*What the exercise asks:*
Write out the listing below from the line containing "of the grassy" to its last line, unaltered, ends included.

*Entries shown:*

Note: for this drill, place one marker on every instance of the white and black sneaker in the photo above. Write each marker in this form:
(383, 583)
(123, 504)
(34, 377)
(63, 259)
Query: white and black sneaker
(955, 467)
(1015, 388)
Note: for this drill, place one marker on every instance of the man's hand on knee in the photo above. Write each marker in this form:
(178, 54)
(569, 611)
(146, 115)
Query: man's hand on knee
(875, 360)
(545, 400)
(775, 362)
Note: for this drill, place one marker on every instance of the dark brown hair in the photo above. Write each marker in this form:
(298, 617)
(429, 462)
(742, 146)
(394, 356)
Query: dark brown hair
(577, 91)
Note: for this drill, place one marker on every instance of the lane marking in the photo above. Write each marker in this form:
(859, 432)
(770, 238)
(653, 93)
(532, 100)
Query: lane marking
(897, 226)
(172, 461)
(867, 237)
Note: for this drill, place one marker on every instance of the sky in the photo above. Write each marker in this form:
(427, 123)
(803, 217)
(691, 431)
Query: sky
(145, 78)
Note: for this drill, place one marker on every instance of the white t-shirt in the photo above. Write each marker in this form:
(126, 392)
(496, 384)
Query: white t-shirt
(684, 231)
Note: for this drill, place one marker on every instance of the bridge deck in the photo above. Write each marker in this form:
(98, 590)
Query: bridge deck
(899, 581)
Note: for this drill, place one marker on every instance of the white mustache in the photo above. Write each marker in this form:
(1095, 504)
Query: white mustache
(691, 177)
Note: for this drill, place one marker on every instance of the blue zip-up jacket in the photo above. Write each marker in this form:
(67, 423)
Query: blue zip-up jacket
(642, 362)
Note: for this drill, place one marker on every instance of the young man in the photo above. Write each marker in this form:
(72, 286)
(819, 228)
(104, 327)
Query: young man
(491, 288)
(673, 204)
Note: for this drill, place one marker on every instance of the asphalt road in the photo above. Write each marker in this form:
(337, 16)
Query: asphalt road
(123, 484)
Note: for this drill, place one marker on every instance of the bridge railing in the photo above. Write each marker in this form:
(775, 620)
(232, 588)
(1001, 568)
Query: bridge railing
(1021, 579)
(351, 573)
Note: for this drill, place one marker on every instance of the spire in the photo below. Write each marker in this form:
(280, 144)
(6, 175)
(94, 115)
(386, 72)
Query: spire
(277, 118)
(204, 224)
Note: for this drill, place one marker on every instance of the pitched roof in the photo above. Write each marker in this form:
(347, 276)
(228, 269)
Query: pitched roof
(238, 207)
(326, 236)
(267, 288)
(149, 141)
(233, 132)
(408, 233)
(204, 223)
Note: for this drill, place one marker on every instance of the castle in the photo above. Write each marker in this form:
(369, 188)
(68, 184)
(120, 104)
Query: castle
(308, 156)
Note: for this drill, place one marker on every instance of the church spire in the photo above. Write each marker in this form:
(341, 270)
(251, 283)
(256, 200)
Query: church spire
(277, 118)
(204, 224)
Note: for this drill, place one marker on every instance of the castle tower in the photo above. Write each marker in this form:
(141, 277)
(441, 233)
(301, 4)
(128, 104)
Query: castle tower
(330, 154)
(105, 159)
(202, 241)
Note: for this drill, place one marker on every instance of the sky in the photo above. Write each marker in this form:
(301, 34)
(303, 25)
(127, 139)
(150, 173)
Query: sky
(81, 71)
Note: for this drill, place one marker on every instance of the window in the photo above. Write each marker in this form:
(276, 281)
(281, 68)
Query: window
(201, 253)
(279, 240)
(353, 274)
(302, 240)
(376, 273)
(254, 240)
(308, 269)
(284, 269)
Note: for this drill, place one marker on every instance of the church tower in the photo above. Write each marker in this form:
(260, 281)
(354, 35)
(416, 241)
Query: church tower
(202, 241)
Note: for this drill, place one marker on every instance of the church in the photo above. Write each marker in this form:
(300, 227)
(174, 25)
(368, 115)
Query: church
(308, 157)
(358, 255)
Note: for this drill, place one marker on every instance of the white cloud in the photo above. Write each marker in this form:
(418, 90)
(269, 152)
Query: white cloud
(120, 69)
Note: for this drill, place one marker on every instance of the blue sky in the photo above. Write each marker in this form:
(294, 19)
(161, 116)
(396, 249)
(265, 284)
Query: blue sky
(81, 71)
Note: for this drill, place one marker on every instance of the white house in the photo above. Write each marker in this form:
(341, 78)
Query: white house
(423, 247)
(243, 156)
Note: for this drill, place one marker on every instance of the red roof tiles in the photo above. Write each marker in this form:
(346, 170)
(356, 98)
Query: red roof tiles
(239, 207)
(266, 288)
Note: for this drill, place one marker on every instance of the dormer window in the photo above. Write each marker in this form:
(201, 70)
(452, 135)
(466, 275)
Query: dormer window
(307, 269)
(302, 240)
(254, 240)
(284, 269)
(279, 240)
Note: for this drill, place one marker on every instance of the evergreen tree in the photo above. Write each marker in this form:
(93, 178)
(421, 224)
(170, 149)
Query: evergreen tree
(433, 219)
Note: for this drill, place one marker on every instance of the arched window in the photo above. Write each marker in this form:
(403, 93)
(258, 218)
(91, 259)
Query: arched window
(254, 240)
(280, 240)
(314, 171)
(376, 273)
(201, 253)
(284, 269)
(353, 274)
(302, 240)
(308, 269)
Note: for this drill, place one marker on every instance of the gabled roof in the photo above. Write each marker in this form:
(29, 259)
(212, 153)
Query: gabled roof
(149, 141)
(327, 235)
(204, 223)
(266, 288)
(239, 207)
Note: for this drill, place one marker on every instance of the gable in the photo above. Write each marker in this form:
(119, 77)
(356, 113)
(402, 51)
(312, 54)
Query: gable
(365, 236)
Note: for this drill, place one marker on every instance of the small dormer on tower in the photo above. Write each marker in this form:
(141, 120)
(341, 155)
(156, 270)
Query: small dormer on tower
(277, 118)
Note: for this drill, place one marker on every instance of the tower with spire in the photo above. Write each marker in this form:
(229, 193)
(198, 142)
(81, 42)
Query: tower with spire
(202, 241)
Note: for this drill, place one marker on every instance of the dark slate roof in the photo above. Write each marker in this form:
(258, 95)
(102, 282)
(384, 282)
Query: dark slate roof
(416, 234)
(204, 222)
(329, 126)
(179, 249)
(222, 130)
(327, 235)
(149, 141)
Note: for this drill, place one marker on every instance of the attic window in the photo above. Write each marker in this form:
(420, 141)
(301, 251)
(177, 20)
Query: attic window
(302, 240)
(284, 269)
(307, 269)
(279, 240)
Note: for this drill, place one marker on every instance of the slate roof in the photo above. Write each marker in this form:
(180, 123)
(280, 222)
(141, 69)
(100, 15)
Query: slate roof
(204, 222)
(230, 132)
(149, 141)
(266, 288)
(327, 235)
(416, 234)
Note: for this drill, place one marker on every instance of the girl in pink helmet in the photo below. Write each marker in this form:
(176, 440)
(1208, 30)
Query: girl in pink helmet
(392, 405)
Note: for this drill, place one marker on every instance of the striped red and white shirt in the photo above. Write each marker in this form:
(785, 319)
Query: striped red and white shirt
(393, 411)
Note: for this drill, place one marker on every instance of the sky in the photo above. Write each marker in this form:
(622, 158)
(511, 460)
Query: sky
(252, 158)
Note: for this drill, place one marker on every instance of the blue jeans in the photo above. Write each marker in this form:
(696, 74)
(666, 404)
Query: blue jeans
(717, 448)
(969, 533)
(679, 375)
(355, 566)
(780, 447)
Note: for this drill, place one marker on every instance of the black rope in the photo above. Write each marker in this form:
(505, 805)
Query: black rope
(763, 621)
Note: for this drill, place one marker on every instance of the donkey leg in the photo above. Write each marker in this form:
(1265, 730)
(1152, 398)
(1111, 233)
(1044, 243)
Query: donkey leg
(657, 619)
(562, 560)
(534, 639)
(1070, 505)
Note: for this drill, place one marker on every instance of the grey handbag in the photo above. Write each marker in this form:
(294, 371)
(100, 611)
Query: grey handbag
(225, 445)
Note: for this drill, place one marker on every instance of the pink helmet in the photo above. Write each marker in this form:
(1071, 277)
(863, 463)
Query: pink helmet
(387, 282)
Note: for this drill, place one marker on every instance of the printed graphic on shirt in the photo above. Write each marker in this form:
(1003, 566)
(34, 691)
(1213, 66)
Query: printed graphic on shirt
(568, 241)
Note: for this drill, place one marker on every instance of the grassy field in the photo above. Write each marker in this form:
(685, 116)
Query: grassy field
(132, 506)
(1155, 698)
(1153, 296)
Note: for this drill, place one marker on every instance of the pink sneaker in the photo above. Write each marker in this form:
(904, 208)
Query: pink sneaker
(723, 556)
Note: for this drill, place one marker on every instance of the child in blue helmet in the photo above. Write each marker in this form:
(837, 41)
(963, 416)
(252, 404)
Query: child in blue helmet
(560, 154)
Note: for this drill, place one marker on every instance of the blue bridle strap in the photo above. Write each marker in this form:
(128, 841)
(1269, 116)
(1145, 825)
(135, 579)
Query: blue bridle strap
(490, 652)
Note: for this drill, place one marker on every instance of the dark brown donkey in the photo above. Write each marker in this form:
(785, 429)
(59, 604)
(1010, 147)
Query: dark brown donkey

*Exercise solution:*
Note: for this drill, place one marker on every instance of the grassy field in the photo above. Write each marker in this form:
(685, 116)
Query: grassy field
(132, 506)
(1155, 698)
(1153, 296)
Note: for this drill, place one marker on every instance of the pink sneaker in the photo above. Write each marker in this form:
(904, 208)
Query: pink sneaker
(723, 556)
Note: for this drill, place one marker on every instance of the child in blue helmet in the photo above. Write each marker in this form:
(837, 41)
(963, 416)
(252, 404)
Query: child in blue helmet
(560, 154)
Note: for this drill, place one marker on every instance of the blue bridle strap in the photo above. Write each marker in this form:
(128, 841)
(1269, 116)
(1145, 825)
(135, 579)
Query: blue bridle strap
(490, 652)
Note: for this drill, place one marker on every instance of the dark brown donkey in the photo above. Write each marker in this form:
(785, 429)
(59, 604)
(1010, 147)
Query: dark brown donkey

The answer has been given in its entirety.